■ **Task description**:
Rewrite the lines from the one containing "yellow painted line -> outlines" through the end of the lines, changing "hole rule" to "fill rule" and leaving everything else as it is.

■ **Data records**:
****************
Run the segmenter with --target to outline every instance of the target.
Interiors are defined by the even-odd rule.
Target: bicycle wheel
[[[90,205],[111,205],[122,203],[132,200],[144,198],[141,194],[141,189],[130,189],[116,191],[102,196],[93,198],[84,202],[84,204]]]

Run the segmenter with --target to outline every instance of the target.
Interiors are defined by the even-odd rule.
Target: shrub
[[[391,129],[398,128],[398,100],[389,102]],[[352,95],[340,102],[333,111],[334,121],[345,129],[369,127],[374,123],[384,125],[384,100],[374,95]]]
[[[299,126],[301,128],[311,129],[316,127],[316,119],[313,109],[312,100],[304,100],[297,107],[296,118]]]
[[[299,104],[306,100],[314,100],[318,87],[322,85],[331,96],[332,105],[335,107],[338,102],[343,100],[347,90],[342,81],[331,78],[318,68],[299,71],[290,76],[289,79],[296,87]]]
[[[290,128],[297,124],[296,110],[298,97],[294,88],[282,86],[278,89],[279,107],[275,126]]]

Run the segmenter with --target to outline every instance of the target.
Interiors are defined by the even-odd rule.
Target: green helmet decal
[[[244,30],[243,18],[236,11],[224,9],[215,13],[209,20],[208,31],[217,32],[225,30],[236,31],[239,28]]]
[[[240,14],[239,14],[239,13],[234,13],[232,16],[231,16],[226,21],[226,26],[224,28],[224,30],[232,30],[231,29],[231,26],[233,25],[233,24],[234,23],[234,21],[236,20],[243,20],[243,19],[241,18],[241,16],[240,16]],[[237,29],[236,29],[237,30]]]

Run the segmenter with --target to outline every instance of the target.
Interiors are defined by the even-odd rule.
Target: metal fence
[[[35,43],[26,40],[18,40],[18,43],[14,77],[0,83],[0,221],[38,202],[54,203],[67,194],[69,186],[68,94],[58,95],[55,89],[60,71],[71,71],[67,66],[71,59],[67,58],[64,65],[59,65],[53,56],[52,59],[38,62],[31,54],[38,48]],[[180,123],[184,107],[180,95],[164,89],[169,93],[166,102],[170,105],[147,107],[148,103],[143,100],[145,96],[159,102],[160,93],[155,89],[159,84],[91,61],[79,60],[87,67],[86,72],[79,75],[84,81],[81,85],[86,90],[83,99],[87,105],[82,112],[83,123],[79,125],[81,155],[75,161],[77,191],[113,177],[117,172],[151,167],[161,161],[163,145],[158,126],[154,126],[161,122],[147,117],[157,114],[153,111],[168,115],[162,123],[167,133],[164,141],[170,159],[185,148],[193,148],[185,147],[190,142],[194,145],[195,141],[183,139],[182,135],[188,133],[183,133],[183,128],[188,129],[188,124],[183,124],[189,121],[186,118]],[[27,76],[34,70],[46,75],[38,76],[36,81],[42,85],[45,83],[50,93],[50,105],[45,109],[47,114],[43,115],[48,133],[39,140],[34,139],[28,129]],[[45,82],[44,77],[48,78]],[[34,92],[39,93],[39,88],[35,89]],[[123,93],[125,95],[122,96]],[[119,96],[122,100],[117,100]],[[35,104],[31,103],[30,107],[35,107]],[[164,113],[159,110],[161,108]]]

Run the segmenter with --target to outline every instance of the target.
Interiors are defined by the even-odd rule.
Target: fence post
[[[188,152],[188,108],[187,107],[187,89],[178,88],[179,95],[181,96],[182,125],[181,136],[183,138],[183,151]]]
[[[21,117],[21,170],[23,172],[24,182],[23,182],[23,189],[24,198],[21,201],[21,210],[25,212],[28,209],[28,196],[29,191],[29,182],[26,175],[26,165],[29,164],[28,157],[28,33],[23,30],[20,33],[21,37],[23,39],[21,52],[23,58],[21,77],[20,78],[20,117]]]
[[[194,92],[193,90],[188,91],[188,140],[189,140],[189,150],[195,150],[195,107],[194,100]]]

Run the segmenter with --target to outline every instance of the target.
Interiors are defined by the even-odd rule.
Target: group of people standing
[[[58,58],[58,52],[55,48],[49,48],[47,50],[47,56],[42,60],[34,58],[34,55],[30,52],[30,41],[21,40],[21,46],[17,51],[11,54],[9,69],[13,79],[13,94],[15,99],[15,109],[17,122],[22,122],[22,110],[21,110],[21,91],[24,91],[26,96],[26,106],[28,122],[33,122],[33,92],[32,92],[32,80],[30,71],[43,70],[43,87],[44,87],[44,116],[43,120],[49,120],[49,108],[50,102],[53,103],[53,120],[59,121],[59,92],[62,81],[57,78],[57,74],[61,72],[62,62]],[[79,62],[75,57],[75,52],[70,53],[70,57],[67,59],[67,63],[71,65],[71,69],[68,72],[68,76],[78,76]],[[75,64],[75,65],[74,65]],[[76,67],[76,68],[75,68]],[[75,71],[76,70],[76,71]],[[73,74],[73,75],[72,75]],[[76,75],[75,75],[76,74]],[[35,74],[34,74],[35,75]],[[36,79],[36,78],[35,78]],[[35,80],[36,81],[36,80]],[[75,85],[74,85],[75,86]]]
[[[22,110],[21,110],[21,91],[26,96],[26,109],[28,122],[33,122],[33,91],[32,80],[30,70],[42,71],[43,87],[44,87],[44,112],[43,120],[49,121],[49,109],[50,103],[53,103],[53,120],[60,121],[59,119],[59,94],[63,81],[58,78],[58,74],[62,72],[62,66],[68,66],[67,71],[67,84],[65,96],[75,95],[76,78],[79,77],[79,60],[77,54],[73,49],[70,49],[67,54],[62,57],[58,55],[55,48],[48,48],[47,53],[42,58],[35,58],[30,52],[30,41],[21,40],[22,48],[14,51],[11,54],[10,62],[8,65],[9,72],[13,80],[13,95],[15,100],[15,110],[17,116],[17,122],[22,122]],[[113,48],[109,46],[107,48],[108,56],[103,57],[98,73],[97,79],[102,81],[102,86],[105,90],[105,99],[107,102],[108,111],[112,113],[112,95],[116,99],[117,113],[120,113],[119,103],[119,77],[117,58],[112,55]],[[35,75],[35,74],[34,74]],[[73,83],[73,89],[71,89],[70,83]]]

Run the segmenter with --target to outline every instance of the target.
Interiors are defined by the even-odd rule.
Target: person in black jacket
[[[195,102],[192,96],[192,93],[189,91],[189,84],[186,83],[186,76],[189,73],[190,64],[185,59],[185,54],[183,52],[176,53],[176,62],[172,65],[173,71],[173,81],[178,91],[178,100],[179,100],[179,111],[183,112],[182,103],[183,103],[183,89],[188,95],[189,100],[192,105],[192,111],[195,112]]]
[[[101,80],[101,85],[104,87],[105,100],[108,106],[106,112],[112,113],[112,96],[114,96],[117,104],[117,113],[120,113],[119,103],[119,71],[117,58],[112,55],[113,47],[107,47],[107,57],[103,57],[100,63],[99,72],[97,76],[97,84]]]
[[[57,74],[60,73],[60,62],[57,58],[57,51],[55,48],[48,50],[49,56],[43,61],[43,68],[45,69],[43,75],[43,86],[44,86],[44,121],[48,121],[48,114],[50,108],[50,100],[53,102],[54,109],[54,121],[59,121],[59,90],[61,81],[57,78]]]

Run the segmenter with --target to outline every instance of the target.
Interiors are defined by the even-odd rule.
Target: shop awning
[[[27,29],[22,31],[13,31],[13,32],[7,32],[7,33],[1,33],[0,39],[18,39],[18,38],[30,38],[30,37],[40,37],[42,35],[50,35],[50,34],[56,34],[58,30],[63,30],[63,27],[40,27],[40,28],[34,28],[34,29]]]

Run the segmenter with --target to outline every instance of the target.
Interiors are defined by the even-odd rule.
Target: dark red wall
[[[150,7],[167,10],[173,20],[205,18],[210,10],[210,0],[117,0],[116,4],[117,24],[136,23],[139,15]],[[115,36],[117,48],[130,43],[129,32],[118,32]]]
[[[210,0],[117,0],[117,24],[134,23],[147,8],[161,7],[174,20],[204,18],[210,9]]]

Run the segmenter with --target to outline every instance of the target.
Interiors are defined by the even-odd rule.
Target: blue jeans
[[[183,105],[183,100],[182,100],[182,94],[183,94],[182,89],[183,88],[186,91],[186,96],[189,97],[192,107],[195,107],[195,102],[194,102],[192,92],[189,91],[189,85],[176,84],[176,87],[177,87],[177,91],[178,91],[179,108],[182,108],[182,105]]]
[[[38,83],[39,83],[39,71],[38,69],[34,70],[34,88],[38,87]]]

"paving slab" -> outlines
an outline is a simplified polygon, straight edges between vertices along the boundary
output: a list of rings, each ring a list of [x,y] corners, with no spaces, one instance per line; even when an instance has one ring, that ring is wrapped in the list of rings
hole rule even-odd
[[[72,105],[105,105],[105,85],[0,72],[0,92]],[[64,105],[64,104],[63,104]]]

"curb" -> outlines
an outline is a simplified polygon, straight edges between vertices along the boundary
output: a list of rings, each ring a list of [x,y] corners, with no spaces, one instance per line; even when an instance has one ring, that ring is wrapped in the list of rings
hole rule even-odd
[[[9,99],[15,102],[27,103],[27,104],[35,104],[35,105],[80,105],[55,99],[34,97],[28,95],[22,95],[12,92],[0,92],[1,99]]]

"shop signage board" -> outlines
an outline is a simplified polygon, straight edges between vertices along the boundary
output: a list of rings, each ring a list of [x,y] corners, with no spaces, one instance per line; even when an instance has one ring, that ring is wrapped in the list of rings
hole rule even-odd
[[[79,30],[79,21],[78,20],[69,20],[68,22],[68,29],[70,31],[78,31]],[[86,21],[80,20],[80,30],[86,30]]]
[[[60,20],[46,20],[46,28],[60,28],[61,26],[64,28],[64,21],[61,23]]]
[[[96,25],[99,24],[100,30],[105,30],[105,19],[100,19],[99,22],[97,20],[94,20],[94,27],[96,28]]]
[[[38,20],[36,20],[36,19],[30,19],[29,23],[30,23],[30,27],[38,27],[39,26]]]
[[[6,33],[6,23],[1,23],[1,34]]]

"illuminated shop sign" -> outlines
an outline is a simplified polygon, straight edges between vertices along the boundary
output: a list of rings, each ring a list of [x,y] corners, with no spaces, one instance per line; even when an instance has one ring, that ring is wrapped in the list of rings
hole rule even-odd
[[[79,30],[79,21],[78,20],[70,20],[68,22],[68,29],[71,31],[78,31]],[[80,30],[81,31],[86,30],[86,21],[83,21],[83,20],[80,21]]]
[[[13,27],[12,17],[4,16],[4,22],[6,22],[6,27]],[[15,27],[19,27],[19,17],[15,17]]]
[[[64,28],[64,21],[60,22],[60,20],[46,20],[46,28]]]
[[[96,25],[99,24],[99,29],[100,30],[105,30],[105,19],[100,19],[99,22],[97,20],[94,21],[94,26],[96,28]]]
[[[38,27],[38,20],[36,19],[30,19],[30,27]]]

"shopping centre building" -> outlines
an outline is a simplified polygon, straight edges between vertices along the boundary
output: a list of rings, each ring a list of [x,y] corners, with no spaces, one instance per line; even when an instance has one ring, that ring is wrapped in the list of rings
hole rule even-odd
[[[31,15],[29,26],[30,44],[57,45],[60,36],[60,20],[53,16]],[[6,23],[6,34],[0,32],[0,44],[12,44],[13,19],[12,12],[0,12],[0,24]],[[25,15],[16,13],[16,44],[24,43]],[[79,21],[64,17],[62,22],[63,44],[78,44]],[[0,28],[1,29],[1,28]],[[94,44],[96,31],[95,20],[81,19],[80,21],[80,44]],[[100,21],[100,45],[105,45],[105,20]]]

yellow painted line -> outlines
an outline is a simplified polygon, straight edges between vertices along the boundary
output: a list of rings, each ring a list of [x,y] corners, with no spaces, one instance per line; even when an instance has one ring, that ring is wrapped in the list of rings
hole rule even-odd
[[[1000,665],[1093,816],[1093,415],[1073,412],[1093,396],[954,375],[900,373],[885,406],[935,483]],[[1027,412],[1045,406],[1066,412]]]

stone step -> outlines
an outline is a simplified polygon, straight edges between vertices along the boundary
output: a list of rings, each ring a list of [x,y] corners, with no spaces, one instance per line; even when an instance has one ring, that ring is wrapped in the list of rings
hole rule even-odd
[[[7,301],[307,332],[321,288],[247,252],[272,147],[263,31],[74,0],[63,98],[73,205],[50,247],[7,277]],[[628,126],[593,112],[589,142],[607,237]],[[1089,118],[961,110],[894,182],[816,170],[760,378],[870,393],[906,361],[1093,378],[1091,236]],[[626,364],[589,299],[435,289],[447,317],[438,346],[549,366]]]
****************
■ **Finished exercise**:
yellow painted line -> outlines
an outline is a simplified polygon, straight edges between vertices along the boundary
output: a list of rings, each ring a list of [x,y] corners, with no spaces, one instance per line; even when an instance has one ring, that ring is wrapped in the list of rings
fill rule even-odd
[[[1000,665],[1093,816],[1093,415],[1073,412],[1093,396],[954,375],[900,373],[885,406],[935,483]],[[1027,412],[1045,406],[1066,412]]]

stone step -> outlines
an outline is a simplified polygon, straight edges between vertices along the boundary
output: a list of rings, each ring a list of [x,y] corners, with no spaces, one instance per line; even when an instance has one ring, that ring is wrapped in the list of rings
fill rule even-odd
[[[7,301],[307,332],[321,288],[247,252],[272,147],[263,31],[74,0],[63,98],[73,205],[50,247],[7,277]],[[628,126],[593,112],[589,142],[607,237]],[[1089,118],[961,110],[894,182],[816,170],[760,378],[870,393],[906,361],[1093,378],[1091,236]],[[626,364],[589,299],[435,289],[447,317],[438,346],[549,366]]]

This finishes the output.